Can you carry on the text about growth metrics from its final sentence?

**Page text:**
--- START ---

Now, as we rev up for annual planning in Q3, we went straight to our clients and asked, “What’s your core KPI for this year, and any changes for 2024?” No beating around the bush.

To give you the lowdown, here’s a sneak peek at the most common answers we got from our ambitious startup and scale-up clients across various industries:

  • MQL/CPMQL
  • CPA/CAC
  • MAU 
  • SQLs, Meetings Booked, Closed/Won Deals
  • Purchase/CPL
  • ROAS 
  • Revenue

What are growth metrics? 

When looking at your company’s growth, it’s helpful to look at it as a complex equation with a number of different variables mixed in. We like to call these different variables “Growth Metrics” and they’re the levers we look to pull as we think about identifying the right mix of growth tactics and optimization strategies to scale a brand. 

Growth metrics encompass the various factors that can impact your company’s bottom line. They may vary depending on your specific industry, but they often revolve around metrics related to advertising channels, on-site performance, and post-purchase analysis.

Now, the specific metrics to focus on will differ based on your business and industry, but here are a few essential ones we like to keep a close watch on:

  • Site traffic volume
  • Site conversion rate
  • Customer acquisition cost
  • Lifetime value
  • Average order value

Here at Tuff, when we collaborate with ambitious startups and scale-ups to implement growth marketing strategies and execution, we zero in on three core KPIs from this list. This approach allows us to pinpoint the right tactics, gauge our success, internalize the numbers, and make informed decisions about what comes next.

Ready to get data-driven? Let’s dive in.

What are the top growth metrics across the customer funnel? 

Here’s a straightforward way to approach growth metrics – break them down into stages that align with your customer funnel. These stages may vary depending on your business, but the three common ones to consider are:

  • Acquisition: This is all about getting people in the door, attracting potential customers to your business.
  • Engagement: Once they’re in, how well are you keeping their interest and getting them to take action?
  • Retention: Finally, it’s about keeping those customers coming back for more, building loyalty, and increasing their lifetime value.

The beauty of organizing your growth metrics this way is that it helps you spot where things might not be running as smoothly as they could be. For instance, in the acquisition stage, are you struggling to drive enough traffic to your site? Are you overly reliant on paid advertising?

In the engagement phase, maybe you’re getting tons of visitors, but they’re not converting – why is that?

And in the retention phase, you might be good at bringing in new sign-ups, but they aren’t converting into paying customers, or they’re not returning to increase their lifetime value.

By keeping a close eye on each stage of the user funnel, you can quickly pinpoint the challenges and prioritize your efforts where they’ll make the most significant impact.

Acquisition

1. Search engines drive 93% of all website traffic

Long-term growth will be easier if you consider organic acquisition from the start. It doesn’t have immediate results or the same short-term momentum as paid customer acquisition, but the payoff can be 3x greater down the line compared to other acquisition channels if there is search volume in your industry. In fact, we think SEO is one of the best investments a marketing team can make.

--- END ---

**Data block:**
--- START ---

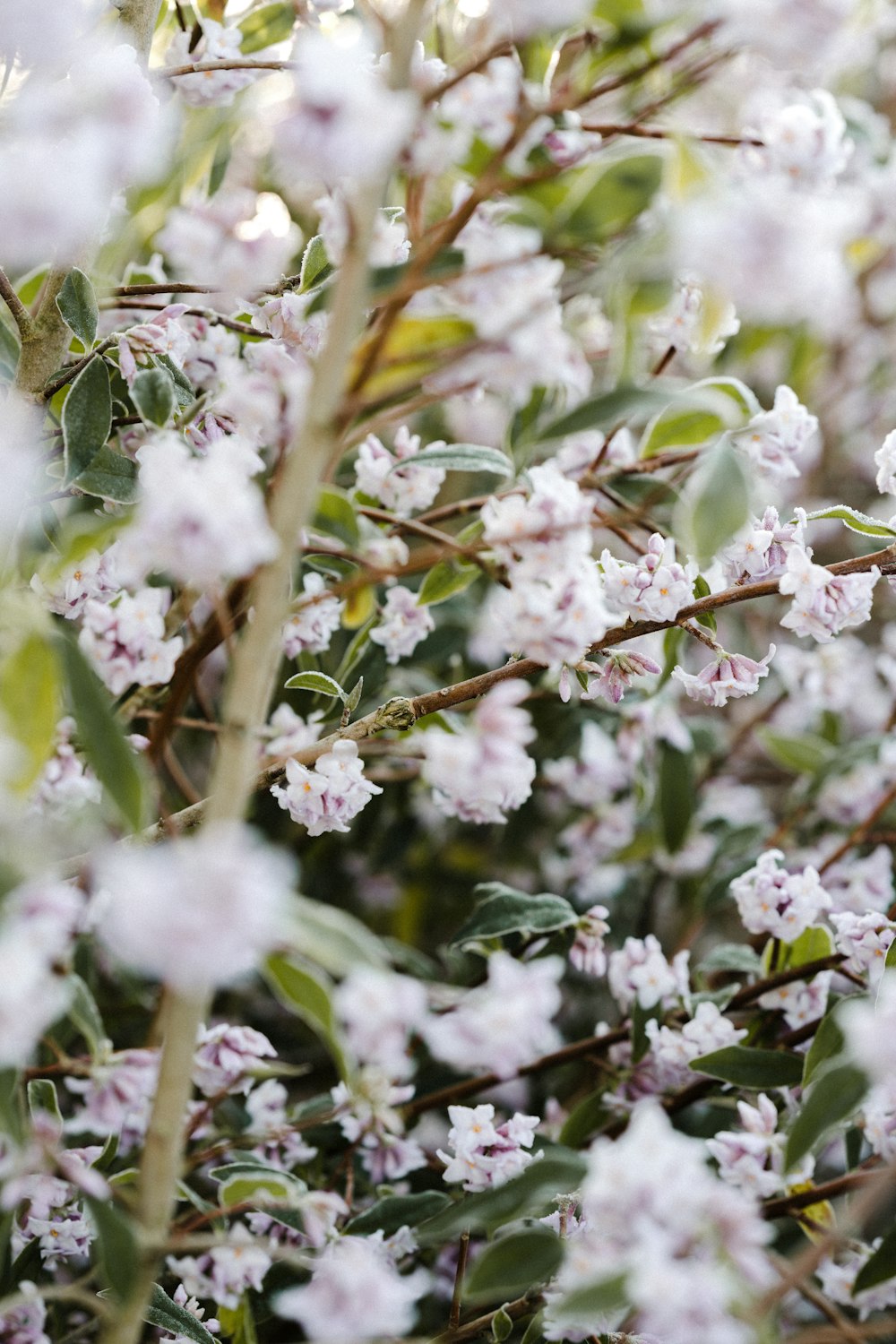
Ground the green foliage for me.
[56,266,99,349]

--- END ---

**Result for this task:**
Why? People use search as their main gateway when considering a purchase, so if you set your organic foundation early, you’ll be able to actively work your way up the rankings to drive more non-branded search (and sales, purchases, and leads). To get a better understanding of the potential impact that an organic search and SEO strategy could have on your business in 2024, check out our SEO forecasting spreadsheet here.

To measure organic acquisition successful, we’ll look at growth metrics like: 

  • Organic traffic growth 
  • Keyword rankings 
  • Organic conversions 
  • Organic revenue

2. Better content can increase blog traffic by up to 2,000%

When it comes to content, remember that quality is better than straight-up quantity. If you truly understand your user and their unique challenges, you can create content that will provide real value. Quality content paired with strong technical SEO will help you get found by more prospective customers more often.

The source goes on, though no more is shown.